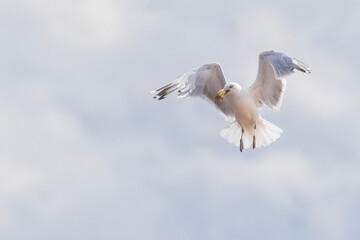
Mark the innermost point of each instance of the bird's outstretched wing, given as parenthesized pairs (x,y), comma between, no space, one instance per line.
(269,86)
(204,82)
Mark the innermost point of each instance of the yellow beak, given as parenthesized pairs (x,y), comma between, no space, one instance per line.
(221,94)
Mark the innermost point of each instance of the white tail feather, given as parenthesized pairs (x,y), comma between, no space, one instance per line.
(265,133)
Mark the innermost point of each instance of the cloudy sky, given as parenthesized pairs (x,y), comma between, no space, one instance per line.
(86,153)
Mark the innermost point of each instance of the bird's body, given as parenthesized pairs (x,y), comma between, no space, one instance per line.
(241,106)
(245,109)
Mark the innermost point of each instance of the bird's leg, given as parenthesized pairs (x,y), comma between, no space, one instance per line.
(254,139)
(241,141)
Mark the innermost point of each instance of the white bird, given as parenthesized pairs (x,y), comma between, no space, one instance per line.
(241,106)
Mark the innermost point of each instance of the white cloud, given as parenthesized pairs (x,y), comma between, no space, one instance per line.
(82,26)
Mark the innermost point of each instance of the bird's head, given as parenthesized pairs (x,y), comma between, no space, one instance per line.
(228,89)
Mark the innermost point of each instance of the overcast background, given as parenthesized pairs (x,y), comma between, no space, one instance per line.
(86,153)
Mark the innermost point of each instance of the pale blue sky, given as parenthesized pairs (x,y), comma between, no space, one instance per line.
(86,153)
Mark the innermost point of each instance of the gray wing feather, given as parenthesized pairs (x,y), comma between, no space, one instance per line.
(270,84)
(202,82)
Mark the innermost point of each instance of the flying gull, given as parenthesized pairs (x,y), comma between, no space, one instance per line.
(240,106)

- _WHAT YOU NEED TO DO_: Extract the text of every entry above word for word, leaving the pictures out of your answer.

- _TASK ANSWER_:
Mark the innermost point of each instance of the bird's outstretched wing, given as parenthesized pairs (x,y), comma between, no space, one instance per line.
(269,86)
(204,82)
Mark the innermost point of each instance of the yellow beak, given as parenthesized pairs (x,y), comma between, no space, one instance per line.
(221,94)
Mark the innermost point of each instance of the white tail feather, given as parenthesized pairs (x,y), comma between, no space, one instance per line.
(265,133)
Mark the innermost point of each instance of the cloudy sky, given as parenthesized pairs (x,y), comma between, no space, one instance per line.
(86,153)
Mark the innermost point of each instance of the bird's body, given as parenthesized pairs (x,y), comma between, no space, one instance per line.
(241,106)
(245,109)
Mark the innermost point of each instance of the bird's leg, given as parenthesized pairs (x,y), comma between, no space, one instance per line.
(254,139)
(241,141)
Mark the innermost point of each instance of the white bird, given as parenthesized pairs (x,y), comma between, no space, one instance per line.
(241,106)
Mark the innermost point of each instance of the white cloud, given as parenthesized pairs (x,y), comma between, no space, one instance per line.
(82,26)
Mark the innermost point of each instance of the bird's head, given as parenthesized pairs (x,y), comma between, no space, one instance per line.
(228,89)
Mark the innermost point of each instance of the overcast background, given as parenthesized pairs (x,y), comma between, no space, one instance per line.
(86,153)
Mark the innermost point of each instance of the pale blue sky, given as parenthesized pairs (x,y), comma between, no space, one instance per line.
(86,153)
Mark the innermost point of each instance of the gray wing feather, given as parenthesized pairs (x,y), comma between, no space, one instance per line.
(270,84)
(202,82)
Mark the innermost point of each instance of the flying gull, given as parenthesized pairs (x,y), comma between, no space, one instance per line.
(240,106)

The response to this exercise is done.